═════ Texte à lire
Abou Dabi a secrètement œuvré pour assurer la domination de Haftar en Libye et des séparatistes du sud du Yémen, dans le but de renforcer sa propre influence régionale
Le prince héritier d’Abou Dabi Mohammed ben Zayed (Reuters)

Fin avril, en l’espace de moins de 48 heures, les séparatistes du Conseil de transition du Sud (CTS) au Yémen et le chef de guerre renégat Khalifa Haftar en Libye se sont rebellés contre leurs gouvernements respectifs, au mépris des initiatives de paix précédentes.

Ces opérations n’auraient pas pu avoir lieu sans la main invisible des Émirats arabes unis (EAU), puisqu’Abou Dabi a renforcé les deux factions dans le but de projeter son pouvoir.

Le 26 avril en début de journée, le CTS annoncé une « administration autonome » à Aden, capitale du Yémen du Sud avant la fusion avec le Nord en 1990, mettant ainsi fin à l’accord de Riyad prévoyant une union des forces avec le gouvernement d’Abd Rabbo Mansour Hadi.
══════════
═════ Données fournies
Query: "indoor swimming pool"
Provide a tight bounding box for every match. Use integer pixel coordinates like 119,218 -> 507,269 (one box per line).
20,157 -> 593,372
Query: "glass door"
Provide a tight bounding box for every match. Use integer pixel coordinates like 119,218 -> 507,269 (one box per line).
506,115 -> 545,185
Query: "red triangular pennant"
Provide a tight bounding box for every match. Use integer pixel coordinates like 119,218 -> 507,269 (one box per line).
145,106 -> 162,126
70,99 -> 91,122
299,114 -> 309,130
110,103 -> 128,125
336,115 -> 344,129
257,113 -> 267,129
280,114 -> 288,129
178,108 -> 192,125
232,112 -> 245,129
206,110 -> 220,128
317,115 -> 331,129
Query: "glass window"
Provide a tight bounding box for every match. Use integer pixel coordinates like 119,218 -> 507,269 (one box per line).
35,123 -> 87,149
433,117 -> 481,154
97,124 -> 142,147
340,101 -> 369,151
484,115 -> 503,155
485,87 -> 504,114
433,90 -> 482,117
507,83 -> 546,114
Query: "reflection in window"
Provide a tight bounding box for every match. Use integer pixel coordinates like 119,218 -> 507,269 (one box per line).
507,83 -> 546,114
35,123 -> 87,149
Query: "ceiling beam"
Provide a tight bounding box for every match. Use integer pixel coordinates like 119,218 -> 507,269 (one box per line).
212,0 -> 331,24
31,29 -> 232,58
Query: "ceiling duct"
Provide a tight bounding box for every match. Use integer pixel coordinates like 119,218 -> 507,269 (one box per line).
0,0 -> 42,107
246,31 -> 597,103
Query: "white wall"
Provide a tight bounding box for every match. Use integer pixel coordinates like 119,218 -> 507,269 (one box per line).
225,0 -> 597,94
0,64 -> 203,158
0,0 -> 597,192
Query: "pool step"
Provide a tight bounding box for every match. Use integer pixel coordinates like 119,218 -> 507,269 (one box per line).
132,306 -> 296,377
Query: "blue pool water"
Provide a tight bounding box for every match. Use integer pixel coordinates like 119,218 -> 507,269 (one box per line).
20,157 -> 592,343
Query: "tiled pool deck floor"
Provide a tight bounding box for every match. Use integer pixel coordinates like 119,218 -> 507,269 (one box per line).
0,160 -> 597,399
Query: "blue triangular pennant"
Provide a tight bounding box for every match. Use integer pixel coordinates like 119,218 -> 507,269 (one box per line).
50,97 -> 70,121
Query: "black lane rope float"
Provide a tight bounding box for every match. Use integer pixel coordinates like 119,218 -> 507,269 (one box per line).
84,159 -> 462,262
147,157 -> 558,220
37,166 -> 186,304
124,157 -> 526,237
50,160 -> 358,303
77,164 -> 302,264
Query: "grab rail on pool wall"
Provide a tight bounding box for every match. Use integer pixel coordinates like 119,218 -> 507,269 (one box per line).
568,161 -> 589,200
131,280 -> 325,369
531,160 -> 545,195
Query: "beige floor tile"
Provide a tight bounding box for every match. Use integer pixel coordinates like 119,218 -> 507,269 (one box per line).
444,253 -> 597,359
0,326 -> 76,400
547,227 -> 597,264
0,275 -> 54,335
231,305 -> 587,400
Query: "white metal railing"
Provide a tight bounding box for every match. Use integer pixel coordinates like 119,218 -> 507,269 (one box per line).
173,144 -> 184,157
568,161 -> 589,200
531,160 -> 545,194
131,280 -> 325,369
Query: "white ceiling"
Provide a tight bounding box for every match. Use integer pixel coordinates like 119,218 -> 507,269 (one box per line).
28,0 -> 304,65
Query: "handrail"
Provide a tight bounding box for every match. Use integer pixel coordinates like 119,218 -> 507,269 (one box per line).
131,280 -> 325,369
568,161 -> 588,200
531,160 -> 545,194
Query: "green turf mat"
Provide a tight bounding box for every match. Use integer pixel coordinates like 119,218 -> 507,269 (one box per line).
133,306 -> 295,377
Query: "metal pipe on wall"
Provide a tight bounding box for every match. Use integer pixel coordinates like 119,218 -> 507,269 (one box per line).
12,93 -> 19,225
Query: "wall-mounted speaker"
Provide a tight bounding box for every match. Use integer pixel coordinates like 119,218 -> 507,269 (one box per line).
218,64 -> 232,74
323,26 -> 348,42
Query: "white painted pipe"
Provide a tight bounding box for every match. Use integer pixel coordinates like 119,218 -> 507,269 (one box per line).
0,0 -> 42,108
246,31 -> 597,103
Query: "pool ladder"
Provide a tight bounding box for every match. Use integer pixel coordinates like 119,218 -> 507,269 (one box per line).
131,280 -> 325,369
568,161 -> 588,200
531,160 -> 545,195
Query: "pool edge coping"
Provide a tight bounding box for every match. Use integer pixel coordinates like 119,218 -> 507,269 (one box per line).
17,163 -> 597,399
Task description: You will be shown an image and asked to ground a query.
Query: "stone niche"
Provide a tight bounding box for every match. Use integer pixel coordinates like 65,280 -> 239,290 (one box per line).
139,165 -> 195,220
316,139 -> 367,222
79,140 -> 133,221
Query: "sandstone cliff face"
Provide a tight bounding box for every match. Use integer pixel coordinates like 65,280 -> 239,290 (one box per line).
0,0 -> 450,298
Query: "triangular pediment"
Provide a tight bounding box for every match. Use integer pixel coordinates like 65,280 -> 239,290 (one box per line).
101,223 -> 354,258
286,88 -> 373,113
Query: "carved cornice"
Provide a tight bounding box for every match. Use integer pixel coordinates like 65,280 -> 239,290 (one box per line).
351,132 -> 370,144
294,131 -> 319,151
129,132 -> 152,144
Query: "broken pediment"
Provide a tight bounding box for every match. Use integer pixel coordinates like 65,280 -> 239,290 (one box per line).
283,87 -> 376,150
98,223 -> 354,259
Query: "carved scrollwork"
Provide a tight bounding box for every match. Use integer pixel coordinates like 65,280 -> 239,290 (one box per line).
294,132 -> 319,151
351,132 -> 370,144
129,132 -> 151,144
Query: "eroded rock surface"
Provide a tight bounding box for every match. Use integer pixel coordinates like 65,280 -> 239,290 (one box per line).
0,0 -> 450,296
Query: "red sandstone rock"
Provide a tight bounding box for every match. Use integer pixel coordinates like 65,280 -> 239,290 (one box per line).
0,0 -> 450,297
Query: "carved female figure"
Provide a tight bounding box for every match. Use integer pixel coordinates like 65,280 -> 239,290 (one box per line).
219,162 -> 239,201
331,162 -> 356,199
══════════
> _Travail à faire_:
(1) Résumez en deux phrases l'article sur le rôle des Émirats en Libye et au Yémen.
(2) Comptez les lignes des entrées où figure la chaîne « wall », puis donnez uniquement ce nombre.

> _Réponses correctes_:
(1) Fin avril, en moins de 48 heures, les séparatistes du Conseil de transition du Sud au Yémen et le chef de guerre Khalifa Haftar en Libye se sont rebellés contre leurs gouvernements respectifs, au mépris des initiatives de paix précédentes. Ces opérations n'auraient pas pu avoir lieu sans les Émirats arabes unis, qui ont renforcé les deux factions dans le but de projeter leur pouvoir.

(2) 4